» **Task prompt**: The full listing, excluding its pictures, should be printed exactly as it stands.

» **Given information**:
*** Begin section ***

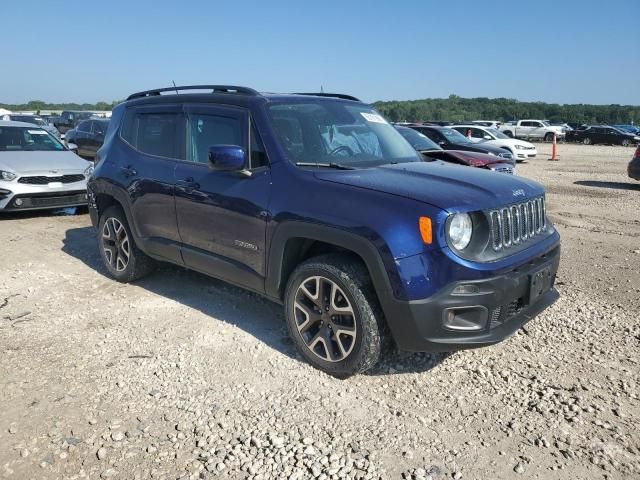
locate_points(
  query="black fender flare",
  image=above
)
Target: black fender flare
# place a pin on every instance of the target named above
(359, 245)
(104, 187)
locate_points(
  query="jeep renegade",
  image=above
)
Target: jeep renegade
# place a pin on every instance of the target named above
(318, 203)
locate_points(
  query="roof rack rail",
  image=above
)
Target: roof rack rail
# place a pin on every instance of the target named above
(334, 95)
(213, 88)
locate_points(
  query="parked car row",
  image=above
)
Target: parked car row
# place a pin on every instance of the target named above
(37, 171)
(602, 134)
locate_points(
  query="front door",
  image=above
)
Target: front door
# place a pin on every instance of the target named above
(222, 216)
(153, 144)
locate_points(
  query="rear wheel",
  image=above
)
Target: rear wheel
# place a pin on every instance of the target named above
(333, 316)
(121, 256)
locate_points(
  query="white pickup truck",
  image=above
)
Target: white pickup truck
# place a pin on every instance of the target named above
(531, 129)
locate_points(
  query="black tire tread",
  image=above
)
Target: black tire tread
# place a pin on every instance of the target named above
(355, 278)
(140, 264)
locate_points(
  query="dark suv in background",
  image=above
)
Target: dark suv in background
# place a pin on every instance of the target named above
(450, 139)
(318, 203)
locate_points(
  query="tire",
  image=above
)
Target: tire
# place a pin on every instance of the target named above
(350, 306)
(122, 258)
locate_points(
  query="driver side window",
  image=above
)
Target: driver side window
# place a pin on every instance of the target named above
(205, 130)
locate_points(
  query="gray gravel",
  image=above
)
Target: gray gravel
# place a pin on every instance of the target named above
(181, 376)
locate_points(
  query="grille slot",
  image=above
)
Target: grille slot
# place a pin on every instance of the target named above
(518, 223)
(44, 180)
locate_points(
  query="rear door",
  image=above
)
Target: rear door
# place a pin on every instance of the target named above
(222, 216)
(155, 139)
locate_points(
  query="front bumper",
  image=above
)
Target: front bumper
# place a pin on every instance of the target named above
(498, 307)
(41, 200)
(525, 154)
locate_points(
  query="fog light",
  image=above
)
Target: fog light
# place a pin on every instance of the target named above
(466, 289)
(466, 319)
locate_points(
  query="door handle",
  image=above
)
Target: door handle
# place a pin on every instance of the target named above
(188, 182)
(128, 171)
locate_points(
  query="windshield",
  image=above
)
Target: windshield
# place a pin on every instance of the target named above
(454, 136)
(497, 133)
(418, 140)
(335, 132)
(28, 139)
(28, 119)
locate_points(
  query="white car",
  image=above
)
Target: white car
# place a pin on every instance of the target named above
(520, 149)
(37, 171)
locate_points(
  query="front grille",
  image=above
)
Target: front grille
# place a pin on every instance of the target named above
(49, 200)
(518, 223)
(504, 169)
(43, 180)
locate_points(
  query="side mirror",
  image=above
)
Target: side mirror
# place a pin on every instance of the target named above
(228, 158)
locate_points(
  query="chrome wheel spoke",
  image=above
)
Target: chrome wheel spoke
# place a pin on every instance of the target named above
(325, 319)
(115, 244)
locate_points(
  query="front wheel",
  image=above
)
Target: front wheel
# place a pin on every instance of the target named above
(123, 259)
(333, 316)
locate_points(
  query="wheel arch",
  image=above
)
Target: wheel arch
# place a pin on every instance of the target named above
(294, 242)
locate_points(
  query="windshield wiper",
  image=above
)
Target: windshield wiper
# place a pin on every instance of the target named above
(337, 166)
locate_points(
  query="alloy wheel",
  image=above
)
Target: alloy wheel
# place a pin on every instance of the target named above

*** End section ***

» **Written answer**:
locate_points(
  query="black fender flare",
  image=above
)
Target: black fender flare
# place a pin on every instance of the target named above
(359, 245)
(104, 187)
locate_points(
  query="jeep renegade",
  image=above
)
Target: jeep renegade
# place a pin on every instance of the target named above
(318, 203)
locate_points(
  query="roof rack rail",
  image=above
)
Target: roof rack rail
# place a pin on every instance of the target named above
(334, 95)
(213, 88)
locate_points(
  query="parked car row",
  image=above
)
Target: parked car row
# place a pin on every instance of the target named above
(37, 171)
(602, 134)
locate_points(
  query="front door",
  image=above
)
Target: front door
# place a pin on every instance of the target named above
(222, 216)
(153, 144)
locate_points(
  query="rear wheel",
  image=above
)
Target: rear wheel
# place a pin on every instance of the target named above
(333, 316)
(121, 256)
locate_points(
  query="white pickup truck",
  image=above
)
Target: white pickup truck
# place a pin on every instance of the target named above
(531, 129)
locate_points(
  query="black tire tread",
  image=above
)
Target: black tire tread
# place a pin on every instance of the target named above
(355, 278)
(140, 264)
locate_points(
  query="dark suv in background",
  image=above
)
Target: dark suv in background
# place a pin on every instance of the target named above
(450, 139)
(318, 203)
locate_points(
  query="tire",
  image=above
)
Target: tire
# place a pin on every instance of the target named above
(350, 306)
(122, 258)
locate_points(
  query="driver side window",
  image=above
)
Target: driver side window
# place a pin on every instance of the target named above
(205, 130)
locate_points(
  query="gray gravel",
  image=above
)
Target: gray gravel
# place a pin on every instance of the target named above
(181, 376)
locate_points(
  query="grille slot",
  image=above
)
Target: grille slot
# place a pin on every instance of the target named above
(518, 223)
(44, 180)
locate_points(
  query="rear door",
  image=above
)
Target: rear door
# place a pin on every instance of the target named above
(222, 216)
(155, 139)
locate_points(
  query="front bumper",
  image=above
)
Target: front bumper
# place a pin on every instance of the target named above
(498, 307)
(41, 200)
(525, 154)
locate_points(
  query="fog light",
  image=above
)
Target: fog light
# place a pin on every instance of the target named above
(466, 289)
(466, 319)
locate_points(
  query="door handle",
  image=above
)
Target: door handle
# place a pin on every instance of the target named above
(188, 182)
(128, 171)
locate_points(
  query="windshield",
  image=above
)
Target: windshield
# place a pin on every instance of the target named above
(454, 136)
(497, 133)
(418, 140)
(335, 132)
(28, 139)
(28, 119)
locate_points(
  query="white car",
  image=above
)
Target: white car
# place a pin on every instance of the target named above
(520, 149)
(37, 171)
locate_points(
  query="front grille",
  image=above
)
Target: front grille
# place a pin on every instance of the target named above
(49, 200)
(518, 223)
(504, 169)
(43, 180)
locate_points(
  query="side mirror",
  image=above
)
Target: side mirror
# place a pin on every instance of the target named above
(228, 158)
locate_points(
  query="chrome wheel spoke",
  image=above
)
Target: chrome wheel spoke
# place a pin on every instance of the target named above
(325, 319)
(115, 244)
locate_points(
  query="front wheel",
  image=above
)
Target: front wheel
# place a pin on every instance of the target named above
(123, 259)
(333, 316)
locate_points(
  query="wheel arch",
  image=above
)
Target: wheel arch
# place a pin on every instance of the target named above
(294, 242)
locate_points(
  query="windshield wiper",
  image=above
)
Target: windshield wiper
# place a pin on every instance of the target named above
(337, 166)
locate_points(
  query="alloy wheel",
  image=above
)
Target: alloy wheel
# place a pin on every instance of the target named above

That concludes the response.